··· RECORDS
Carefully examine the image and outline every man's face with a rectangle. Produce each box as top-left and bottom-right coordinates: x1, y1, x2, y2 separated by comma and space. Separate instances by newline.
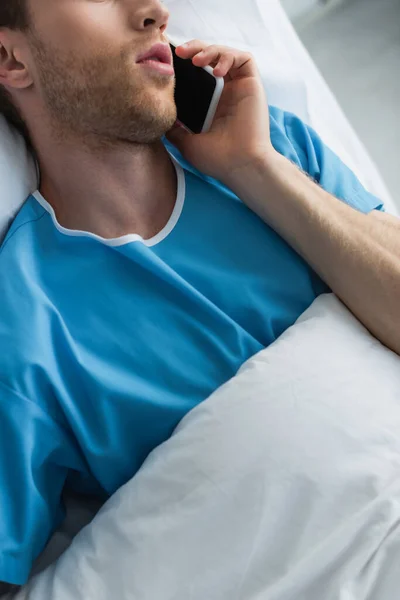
23, 0, 176, 144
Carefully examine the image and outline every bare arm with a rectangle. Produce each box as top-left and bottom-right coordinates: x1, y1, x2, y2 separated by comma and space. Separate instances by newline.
225, 153, 400, 354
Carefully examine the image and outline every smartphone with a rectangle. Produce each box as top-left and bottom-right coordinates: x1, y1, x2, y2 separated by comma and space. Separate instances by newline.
170, 44, 224, 133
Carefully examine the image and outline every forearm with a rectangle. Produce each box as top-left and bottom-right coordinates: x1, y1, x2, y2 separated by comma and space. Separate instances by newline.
225, 154, 400, 354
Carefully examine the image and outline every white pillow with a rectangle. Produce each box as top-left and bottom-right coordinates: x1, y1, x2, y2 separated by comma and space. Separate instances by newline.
17, 295, 400, 600
0, 0, 396, 243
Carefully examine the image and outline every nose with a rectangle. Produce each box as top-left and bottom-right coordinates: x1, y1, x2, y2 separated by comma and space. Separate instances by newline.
134, 0, 169, 33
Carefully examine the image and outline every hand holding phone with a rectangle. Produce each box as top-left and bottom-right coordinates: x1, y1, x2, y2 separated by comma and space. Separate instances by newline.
170, 44, 224, 133
166, 40, 270, 187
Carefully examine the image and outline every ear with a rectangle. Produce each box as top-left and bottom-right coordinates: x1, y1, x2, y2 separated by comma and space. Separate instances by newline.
0, 30, 32, 90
······
- [YOUR OBJECTIVE]: Recast every line of the entries above as a JSON list of strings, one string per line. Drop blank lines and leave the picture out.

- [THE REPLY]:
[
  "Carefully examine the image and outline every man's face with a rectangle. Produce each box as top-left and bottom-right coordinates: x1, y1, x2, y2 separated by comma and space. Separate instances by newline.",
  "23, 0, 176, 144",
  "Carefully examine the image and outline every bare arm with a rectangle. Produce each box as top-left and bottom-right coordinates: x1, y1, x2, y2 separated by comma and space. Separate instances by newline.",
  "225, 153, 400, 354",
  "Carefully examine the image and outline every smartphone with a rectangle. Produce each box as top-left and bottom-right coordinates: x1, y1, x2, y2 separated by comma and space. Separate instances by newline.",
  "170, 44, 224, 133",
  "Carefully examine the image and outline every forearm with a rectangle. Produce each box as top-left and bottom-right coordinates: x1, y1, x2, y2 separated by comma and space. Separate instances by newline.",
  "225, 154, 400, 354",
  "Carefully examine the image and outline every white pillow with a rectangle. Produce each box as top-left and bottom-right coordinates: x1, y1, x2, y2 separated by comma and space. Separate instances by newline.",
  "17, 295, 400, 600",
  "0, 0, 396, 243",
  "Carefully examine the image and outline every nose with a rectangle. Produce each box as top-left and bottom-right coordinates: x1, y1, x2, y2 separated by comma and space. Separate instances by newline.",
  "134, 0, 169, 33",
  "Carefully examine the image and outline every hand holding phone with a rectangle. Produce each box as top-left and bottom-right coordinates: x1, y1, x2, y2 separated by comma and space. Separate instances by newline.",
  "170, 44, 224, 133",
  "166, 40, 270, 187",
  "Carefully examine the image and outline every ear with a rectangle. Produce each box as top-left and bottom-right coordinates: x1, y1, x2, y2 separated by comma and space. Separate instances by newline.",
  "0, 30, 32, 90"
]